▶ _The exercise_:
Convert the data from the line containing "For each instance of the pedestal" up to and including the line containing "Query: pedestal top edge" into a JSON list of strings, one string per line, omitting any blank lines.

▶ _Supplied records_:
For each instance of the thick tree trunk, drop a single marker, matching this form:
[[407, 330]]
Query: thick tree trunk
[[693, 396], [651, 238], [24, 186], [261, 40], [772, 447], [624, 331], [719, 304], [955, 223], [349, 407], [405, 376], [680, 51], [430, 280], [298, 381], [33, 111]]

--

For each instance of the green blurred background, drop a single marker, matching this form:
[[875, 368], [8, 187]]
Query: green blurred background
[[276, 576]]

==

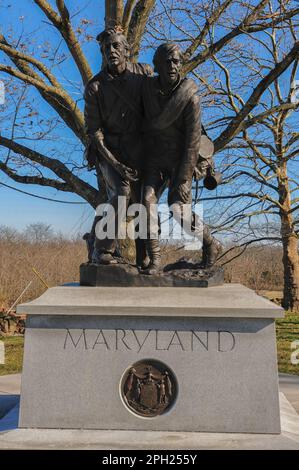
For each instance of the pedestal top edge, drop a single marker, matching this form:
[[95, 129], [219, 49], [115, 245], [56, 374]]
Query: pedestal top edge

▶ _Worked answer_:
[
  "For each instance of the pedestal top edge, drop a single marker, matching this form:",
  "[[95, 129], [219, 49], [115, 245], [56, 374]]",
  "Query: pedestal top edge"
]